[Location identification items]
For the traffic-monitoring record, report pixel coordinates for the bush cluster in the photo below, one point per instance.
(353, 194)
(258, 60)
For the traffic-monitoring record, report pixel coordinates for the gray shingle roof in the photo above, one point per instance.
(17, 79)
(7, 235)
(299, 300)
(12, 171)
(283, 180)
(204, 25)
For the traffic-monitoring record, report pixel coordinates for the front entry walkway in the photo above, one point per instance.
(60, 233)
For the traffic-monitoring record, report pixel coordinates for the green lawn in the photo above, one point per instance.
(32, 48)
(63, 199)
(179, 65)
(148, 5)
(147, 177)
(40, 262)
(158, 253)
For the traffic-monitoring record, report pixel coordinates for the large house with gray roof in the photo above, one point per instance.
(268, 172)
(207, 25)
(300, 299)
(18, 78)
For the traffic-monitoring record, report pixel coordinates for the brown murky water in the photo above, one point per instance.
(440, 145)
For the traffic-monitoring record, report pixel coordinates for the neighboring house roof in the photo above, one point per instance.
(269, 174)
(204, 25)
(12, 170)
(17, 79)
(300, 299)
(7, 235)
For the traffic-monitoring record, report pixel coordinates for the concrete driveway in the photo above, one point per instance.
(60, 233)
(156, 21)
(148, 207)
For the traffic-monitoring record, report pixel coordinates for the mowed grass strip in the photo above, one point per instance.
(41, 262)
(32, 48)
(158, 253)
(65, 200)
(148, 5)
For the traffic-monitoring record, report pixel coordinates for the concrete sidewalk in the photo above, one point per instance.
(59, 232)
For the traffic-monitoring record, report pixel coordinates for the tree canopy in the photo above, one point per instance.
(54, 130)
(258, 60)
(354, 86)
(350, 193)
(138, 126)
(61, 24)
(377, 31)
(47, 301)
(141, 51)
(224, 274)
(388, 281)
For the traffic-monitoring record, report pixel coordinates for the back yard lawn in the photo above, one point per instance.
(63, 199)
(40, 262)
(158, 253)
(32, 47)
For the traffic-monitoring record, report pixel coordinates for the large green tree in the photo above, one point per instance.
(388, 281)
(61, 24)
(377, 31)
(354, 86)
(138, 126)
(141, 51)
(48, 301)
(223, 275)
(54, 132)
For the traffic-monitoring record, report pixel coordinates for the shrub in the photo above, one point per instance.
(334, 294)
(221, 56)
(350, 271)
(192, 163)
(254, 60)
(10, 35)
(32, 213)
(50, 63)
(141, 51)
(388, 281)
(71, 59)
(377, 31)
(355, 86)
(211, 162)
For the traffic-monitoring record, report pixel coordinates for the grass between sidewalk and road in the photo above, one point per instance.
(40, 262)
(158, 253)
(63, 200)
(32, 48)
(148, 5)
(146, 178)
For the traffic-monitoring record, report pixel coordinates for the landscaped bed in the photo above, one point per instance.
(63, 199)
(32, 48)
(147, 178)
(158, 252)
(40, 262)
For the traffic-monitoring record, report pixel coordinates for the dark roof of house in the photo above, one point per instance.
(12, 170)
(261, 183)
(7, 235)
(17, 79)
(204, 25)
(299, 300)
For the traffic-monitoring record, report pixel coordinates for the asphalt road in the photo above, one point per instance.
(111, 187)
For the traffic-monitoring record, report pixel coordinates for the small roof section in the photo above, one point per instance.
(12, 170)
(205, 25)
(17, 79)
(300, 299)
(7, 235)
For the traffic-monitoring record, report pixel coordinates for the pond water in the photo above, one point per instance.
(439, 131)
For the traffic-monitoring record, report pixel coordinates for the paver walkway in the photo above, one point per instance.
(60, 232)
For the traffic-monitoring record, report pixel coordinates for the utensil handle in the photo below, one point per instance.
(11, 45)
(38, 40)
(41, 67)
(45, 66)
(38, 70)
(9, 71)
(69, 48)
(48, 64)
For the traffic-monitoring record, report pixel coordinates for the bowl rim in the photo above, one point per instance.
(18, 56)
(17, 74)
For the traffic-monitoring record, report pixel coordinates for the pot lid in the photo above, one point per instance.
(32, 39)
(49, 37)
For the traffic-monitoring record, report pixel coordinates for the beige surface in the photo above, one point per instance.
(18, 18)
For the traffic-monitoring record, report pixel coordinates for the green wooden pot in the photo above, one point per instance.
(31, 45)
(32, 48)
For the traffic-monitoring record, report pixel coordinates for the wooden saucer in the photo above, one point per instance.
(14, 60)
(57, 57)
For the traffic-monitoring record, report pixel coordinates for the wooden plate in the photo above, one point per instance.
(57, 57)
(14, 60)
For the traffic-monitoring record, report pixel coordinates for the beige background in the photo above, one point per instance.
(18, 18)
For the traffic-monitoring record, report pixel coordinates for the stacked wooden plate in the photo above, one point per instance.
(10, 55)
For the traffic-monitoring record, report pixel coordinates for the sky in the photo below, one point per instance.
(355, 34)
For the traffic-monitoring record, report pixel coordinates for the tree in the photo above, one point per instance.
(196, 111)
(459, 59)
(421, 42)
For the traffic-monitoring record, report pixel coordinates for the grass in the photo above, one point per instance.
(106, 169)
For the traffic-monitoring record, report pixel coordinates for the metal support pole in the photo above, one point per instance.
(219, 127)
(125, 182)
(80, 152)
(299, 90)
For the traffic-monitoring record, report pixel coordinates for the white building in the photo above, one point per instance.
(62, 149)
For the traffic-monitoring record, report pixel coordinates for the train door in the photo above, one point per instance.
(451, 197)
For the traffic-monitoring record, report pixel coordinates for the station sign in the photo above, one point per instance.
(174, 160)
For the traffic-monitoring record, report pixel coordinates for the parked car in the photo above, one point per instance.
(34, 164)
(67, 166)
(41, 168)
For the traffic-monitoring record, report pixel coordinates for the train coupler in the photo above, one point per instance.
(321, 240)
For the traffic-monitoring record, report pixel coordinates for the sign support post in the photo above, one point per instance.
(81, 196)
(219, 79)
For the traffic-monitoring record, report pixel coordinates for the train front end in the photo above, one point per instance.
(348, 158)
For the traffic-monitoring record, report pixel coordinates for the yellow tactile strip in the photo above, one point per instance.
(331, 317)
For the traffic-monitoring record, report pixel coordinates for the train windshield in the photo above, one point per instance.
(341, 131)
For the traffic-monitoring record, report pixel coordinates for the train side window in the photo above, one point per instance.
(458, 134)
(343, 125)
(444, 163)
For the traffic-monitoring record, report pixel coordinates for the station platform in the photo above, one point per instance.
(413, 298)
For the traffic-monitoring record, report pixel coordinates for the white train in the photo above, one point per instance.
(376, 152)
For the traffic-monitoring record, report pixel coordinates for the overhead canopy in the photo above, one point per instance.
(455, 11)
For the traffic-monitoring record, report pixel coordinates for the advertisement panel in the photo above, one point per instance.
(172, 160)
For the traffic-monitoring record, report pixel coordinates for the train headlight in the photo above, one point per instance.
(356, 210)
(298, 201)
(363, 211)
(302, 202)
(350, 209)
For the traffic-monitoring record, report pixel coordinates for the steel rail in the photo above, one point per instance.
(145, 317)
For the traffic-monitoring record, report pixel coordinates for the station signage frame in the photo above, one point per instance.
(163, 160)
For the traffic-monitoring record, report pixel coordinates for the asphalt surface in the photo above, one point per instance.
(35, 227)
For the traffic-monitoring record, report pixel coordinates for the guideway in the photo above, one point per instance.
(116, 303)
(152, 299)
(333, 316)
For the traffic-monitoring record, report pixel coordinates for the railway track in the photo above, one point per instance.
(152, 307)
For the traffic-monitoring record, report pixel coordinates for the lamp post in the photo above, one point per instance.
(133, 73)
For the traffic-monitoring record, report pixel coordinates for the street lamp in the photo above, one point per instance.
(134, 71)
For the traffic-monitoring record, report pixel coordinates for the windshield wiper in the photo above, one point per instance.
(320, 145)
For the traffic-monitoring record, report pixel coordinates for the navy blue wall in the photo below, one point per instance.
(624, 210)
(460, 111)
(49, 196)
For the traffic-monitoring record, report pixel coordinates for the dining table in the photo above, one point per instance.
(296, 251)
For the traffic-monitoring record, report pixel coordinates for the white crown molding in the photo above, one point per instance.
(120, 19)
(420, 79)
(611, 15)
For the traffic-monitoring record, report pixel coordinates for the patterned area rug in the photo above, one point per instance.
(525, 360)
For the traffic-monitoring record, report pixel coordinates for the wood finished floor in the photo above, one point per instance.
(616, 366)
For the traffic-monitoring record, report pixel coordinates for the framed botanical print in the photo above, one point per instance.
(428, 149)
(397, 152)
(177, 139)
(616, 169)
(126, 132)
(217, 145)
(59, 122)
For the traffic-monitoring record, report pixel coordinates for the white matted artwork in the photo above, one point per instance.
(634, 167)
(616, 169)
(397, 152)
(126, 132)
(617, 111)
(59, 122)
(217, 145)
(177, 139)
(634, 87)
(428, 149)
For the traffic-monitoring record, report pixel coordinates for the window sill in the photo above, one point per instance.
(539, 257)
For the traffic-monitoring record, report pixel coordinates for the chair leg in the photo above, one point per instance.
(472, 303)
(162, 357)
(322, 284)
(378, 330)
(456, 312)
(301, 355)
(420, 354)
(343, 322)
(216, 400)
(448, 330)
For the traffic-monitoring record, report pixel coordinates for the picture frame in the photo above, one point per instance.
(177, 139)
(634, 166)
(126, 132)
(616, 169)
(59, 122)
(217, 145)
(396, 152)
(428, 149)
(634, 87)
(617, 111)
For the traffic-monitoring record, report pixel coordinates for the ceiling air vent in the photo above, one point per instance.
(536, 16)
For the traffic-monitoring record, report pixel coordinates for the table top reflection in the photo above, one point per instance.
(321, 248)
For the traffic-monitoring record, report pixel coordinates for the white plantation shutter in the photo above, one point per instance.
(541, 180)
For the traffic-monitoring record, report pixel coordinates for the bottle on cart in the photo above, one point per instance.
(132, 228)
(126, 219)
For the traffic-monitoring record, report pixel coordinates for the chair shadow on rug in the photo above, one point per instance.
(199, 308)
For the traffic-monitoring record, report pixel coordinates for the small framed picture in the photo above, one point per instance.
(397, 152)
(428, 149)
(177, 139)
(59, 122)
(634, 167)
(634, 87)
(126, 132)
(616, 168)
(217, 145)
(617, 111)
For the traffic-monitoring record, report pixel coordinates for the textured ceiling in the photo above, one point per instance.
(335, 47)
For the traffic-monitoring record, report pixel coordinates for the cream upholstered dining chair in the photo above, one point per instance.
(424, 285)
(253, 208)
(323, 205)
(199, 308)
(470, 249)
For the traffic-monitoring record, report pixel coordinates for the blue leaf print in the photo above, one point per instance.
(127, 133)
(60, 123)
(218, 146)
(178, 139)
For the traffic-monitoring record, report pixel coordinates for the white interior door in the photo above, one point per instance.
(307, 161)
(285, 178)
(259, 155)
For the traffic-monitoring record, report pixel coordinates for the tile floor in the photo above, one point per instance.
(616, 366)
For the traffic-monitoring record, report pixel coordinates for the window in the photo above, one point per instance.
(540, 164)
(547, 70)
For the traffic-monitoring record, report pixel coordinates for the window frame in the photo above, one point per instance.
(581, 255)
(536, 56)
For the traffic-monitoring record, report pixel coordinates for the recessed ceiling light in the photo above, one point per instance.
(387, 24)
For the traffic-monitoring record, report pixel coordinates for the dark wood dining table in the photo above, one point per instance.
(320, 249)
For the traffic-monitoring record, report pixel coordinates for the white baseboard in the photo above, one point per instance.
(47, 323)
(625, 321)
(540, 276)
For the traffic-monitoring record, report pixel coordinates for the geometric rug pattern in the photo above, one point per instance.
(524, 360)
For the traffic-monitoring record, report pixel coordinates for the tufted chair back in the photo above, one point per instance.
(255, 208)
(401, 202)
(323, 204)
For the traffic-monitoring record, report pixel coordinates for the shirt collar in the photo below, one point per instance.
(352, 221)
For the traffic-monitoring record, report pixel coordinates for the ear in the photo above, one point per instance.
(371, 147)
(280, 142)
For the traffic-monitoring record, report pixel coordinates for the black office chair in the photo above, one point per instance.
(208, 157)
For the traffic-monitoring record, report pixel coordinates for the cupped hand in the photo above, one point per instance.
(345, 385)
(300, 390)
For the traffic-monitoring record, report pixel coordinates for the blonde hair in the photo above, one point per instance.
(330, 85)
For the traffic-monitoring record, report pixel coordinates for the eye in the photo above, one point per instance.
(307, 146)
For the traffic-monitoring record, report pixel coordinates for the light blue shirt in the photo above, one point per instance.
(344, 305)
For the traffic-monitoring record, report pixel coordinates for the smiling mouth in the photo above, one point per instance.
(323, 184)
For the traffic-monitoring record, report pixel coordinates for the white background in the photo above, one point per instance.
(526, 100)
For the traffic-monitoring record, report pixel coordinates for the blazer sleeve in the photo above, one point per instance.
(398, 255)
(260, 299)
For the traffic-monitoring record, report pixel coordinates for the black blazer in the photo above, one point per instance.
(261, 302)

WORK TO BE COMPLETED: Beginning with the line that contains "for the recessed", repeat every line through the end of the records and nothing more.

RESULT BELOW:
For the traffic-monitoring record, report pixel coordinates for the recessed ceiling light in the photo above, one point per instance.
(387, 24)
For the traffic-monitoring record, report pixel coordinates for the dark wood dining table in the photo above, one point per instance.
(320, 249)
For the traffic-monitoring record, report pixel coordinates for the white baseboard in the photo above, one point per instance.
(47, 323)
(625, 321)
(540, 276)
For the traffic-monitoring record, report pixel coordinates for the geometric rug pattern in the photo above, one point per instance.
(524, 360)
For the traffic-monitoring record, report pixel coordinates for the tufted chair back in the photo above, one point per instance.
(255, 208)
(401, 202)
(323, 204)
For the traffic-monitoring record, report pixel coordinates for the shirt collar in the photo below, one point per instance.
(352, 221)
For the traffic-monitoring record, report pixel coordinates for the ear in the photo above, one point per instance.
(371, 147)
(280, 142)
For the traffic-monitoring record, report pixel coordinates for the black office chair in the photo above, one point per instance.
(208, 157)
For the traffic-monitoring record, report pixel coordinates for the cupped hand in the photo above, one point per instance.
(345, 385)
(300, 390)
For the traffic-monitoring record, report pixel coordinates for the blonde hair in the photo above, one point per instance.
(330, 85)
For the traffic-monitoring record, report pixel coordinates for the eye in the photo above, one point per instance.
(307, 146)
For the traffic-monitoring record, report pixel coordinates for the light blue shirt in the photo above, one point per instance.
(344, 305)
For the traffic-monitoring record, report pixel coordinates for the smiling mouth in the photo above, one point per instance.
(323, 184)
For the traffic-monitoring record, report pixel coordinates for the white background in the photo above, one point per instance.
(526, 100)
For the traffic-monitoring record, report pixel coordinates for the blazer sleeve in the photo above, one point per instance.
(398, 255)
(260, 299)
For the traffic-monitoring record, report pixel coordinates for the black blazer in the photo above, one point per instance.
(261, 302)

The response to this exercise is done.